Copy exactly the lines from the "shelf in this photo, one per instance." line to the end, both included, and nothing else.

◆ DATASET EXTRACT ◆
|---|
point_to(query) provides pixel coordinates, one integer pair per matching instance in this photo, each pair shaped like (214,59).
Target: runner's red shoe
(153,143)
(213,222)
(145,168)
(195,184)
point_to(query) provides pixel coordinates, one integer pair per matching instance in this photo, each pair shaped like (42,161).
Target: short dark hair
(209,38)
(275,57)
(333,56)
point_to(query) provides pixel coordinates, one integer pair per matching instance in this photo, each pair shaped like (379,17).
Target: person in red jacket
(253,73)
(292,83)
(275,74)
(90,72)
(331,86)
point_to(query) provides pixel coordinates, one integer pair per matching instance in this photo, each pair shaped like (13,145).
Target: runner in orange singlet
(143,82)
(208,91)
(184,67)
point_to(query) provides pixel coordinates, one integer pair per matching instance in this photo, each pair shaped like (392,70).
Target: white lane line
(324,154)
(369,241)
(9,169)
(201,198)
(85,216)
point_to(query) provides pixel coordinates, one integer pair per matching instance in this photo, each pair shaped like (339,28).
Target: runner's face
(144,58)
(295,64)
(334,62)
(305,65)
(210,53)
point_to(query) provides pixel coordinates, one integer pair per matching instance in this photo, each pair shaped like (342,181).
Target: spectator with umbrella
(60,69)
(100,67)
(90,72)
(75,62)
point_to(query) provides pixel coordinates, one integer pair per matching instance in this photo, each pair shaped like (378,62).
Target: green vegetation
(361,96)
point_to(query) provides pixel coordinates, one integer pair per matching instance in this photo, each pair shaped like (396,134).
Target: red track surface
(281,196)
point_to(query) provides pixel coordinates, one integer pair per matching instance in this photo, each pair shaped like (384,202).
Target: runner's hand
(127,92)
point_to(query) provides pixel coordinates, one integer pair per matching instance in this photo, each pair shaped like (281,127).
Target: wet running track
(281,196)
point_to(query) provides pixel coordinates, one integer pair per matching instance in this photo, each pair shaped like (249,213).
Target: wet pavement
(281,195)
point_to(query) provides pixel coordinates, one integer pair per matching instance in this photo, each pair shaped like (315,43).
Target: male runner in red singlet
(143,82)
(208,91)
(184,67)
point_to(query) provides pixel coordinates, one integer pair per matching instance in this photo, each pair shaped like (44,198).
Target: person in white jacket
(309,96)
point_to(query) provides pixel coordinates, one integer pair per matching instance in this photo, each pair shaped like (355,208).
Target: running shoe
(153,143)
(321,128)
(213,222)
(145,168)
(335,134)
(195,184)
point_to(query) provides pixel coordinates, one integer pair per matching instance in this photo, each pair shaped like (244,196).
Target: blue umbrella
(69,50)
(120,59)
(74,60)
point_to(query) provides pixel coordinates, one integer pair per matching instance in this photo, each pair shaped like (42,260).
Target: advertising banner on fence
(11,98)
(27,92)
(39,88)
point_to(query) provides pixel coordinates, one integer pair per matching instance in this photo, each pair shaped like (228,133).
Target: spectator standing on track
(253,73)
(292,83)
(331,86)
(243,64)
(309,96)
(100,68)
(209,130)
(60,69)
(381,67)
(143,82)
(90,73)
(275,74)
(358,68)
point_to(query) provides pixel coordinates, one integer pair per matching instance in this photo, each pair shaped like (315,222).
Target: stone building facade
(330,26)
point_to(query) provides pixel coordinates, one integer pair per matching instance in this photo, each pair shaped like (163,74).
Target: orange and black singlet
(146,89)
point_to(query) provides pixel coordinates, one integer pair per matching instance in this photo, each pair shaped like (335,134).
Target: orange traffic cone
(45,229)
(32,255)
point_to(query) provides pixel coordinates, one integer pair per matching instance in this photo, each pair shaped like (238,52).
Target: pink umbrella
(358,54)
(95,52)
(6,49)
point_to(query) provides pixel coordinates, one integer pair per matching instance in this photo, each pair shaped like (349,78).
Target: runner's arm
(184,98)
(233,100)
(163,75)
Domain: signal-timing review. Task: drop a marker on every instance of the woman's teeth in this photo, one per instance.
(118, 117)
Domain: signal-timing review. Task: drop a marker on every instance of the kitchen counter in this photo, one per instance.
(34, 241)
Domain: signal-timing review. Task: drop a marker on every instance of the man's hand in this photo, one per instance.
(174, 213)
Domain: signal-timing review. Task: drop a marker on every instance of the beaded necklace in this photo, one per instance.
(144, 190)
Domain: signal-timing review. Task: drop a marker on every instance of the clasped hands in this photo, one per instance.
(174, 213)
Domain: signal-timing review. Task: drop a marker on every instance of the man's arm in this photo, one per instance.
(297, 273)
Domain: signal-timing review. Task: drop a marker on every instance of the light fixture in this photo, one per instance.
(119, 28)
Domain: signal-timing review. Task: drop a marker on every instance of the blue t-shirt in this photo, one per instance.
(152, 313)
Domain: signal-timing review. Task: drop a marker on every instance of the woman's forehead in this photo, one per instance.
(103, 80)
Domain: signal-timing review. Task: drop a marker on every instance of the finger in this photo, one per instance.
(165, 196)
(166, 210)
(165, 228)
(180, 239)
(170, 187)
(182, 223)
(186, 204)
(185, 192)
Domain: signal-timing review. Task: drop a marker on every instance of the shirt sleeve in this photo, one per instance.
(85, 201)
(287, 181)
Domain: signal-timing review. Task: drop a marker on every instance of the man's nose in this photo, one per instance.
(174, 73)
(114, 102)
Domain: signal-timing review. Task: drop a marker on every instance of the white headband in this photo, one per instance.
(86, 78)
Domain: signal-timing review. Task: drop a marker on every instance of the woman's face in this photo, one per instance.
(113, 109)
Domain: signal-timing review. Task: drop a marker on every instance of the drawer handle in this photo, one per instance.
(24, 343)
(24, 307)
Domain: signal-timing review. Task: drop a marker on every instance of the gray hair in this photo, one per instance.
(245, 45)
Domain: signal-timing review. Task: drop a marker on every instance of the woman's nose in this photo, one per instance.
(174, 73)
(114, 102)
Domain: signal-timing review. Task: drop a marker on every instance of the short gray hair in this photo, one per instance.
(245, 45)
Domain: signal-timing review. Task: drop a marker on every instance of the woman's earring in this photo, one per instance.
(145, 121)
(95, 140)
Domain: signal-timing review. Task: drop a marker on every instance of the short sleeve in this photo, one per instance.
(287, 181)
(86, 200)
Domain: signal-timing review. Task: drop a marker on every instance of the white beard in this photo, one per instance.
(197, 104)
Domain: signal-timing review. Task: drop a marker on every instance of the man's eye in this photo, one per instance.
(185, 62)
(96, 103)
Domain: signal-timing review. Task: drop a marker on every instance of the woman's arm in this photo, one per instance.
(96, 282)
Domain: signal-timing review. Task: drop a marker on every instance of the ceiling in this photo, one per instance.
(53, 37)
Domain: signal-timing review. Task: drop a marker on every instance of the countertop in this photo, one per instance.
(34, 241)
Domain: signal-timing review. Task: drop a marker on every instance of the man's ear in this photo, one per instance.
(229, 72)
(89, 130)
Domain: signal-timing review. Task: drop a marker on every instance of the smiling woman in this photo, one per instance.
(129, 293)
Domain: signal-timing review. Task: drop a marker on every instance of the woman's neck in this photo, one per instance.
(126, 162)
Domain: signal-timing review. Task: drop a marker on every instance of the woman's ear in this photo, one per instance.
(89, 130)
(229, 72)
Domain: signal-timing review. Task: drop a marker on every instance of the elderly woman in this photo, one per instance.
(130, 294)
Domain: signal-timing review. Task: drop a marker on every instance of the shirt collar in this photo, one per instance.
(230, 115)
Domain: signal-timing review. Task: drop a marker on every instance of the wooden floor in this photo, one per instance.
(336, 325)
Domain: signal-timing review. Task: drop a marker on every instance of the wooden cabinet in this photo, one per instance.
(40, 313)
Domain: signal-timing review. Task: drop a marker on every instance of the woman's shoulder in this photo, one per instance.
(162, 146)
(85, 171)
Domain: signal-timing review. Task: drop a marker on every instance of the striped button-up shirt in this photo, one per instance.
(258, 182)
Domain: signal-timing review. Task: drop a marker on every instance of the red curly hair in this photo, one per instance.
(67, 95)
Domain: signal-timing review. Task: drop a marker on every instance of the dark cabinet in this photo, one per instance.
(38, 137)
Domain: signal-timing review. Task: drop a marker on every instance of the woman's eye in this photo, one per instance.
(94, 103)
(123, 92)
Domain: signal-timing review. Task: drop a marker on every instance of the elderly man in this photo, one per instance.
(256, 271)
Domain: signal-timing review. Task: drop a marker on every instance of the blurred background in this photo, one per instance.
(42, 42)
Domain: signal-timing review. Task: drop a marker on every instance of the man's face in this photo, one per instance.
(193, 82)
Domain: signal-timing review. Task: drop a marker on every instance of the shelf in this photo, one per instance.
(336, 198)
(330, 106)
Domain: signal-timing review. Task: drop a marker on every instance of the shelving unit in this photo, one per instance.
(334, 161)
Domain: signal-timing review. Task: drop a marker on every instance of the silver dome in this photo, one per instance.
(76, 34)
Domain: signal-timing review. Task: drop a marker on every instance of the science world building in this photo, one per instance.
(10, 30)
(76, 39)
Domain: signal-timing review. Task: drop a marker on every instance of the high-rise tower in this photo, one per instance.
|---|
◆ FULL SOLUTION ◆
Domain: signal-timing review. Task: drop a marker on every instance of the shelf in this photo, one per instance.
(336, 198)
(330, 106)
Domain: signal-timing review. Task: drop a marker on every instance of the shelving unit in this photo, one per instance.
(334, 161)
Domain: signal-timing review. Task: drop a marker on every instance of the silver dome in this photo, one per instance.
(76, 34)
Domain: signal-timing review. Task: drop a marker on every instance of the science world building in this photo, one per instance.
(10, 30)
(76, 39)
Domain: signal-timing review. Task: drop a marker on every instance of the high-rise tower in this photo, one per instance.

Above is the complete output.